-- ABOUT THIS EXERCISE --
The records that follow must be printed exactly as they are.

------------------------------------

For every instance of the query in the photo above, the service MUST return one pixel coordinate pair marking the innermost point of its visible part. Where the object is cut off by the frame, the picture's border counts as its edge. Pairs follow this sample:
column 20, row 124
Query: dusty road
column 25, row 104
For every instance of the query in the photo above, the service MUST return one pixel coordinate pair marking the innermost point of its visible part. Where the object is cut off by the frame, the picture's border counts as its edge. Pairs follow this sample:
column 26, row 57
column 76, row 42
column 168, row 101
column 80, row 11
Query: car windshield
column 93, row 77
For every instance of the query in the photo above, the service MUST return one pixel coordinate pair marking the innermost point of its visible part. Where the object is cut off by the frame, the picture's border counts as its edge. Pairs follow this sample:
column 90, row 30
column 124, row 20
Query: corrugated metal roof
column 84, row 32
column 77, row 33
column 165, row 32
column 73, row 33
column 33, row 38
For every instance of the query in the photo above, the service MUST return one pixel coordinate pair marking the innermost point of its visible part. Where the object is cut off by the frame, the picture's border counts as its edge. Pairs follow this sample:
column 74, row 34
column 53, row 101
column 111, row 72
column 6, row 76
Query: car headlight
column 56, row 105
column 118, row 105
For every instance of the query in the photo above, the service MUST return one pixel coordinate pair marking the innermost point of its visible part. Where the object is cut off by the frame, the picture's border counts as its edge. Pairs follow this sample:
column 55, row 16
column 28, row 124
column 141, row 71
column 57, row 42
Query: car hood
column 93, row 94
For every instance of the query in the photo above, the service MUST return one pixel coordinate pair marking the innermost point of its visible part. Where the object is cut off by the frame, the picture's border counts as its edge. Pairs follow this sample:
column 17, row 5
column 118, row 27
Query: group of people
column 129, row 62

------------------------------------

-- TASK OUTPUT --
For every instance of the query in the photo above, the service MUST return one pixel coordinate pair marking the innermost point of its visible part. Where the object is cut off by the frame, the picture's border counts as its edge. Pairs follow this sample:
column 20, row 124
Query: dusty road
column 25, row 104
For every instance of the query in the photo above, the service MUST return one pixel coordinate pair marking the innermost point of its visible part. Where the object is cut off by the frame, the picture's border counts as its edge. Pairs follow this sample:
column 26, row 57
column 76, row 42
column 168, row 101
column 80, row 11
Query: car windshield
column 93, row 77
For every instance of the query in the photo above, the service MUST return one pixel coordinate pair marking the innermost point of its visible part. Where the object is cut off by the frame, the picture's border counts as its edge. Pairs follow this sample:
column 90, row 30
column 124, row 20
Query: corrugated metal roof
column 84, row 32
column 77, row 33
column 165, row 32
column 73, row 33
column 33, row 38
For every instance of the query in the photo above, the service MUST return one pixel coordinate pair marking the innermost point of its visible part. Where the object is cut off by the frame, the picture's border counts as its edge. Pairs follow this sample:
column 74, row 34
column 53, row 101
column 111, row 72
column 6, row 76
Query: car headlight
column 56, row 105
column 118, row 105
For every instance of the query in the photo above, the service MUST return one pixel coordinate pair marking the innermost point of its visible part. Where the object is cut off by the frame, the picture's border counts as its edge. Pairs follow this sample:
column 55, row 16
column 28, row 124
column 141, row 71
column 57, row 42
Query: car hood
column 93, row 94
For every instance of the query in the photo above, the service MUST return one pixel coordinate pair marking the innermost point of its visible part. Where the object is cut off by the frame, the picture's border counts as its edge. Pairs follow this sample:
column 17, row 5
column 118, row 27
Query: group of people
column 129, row 62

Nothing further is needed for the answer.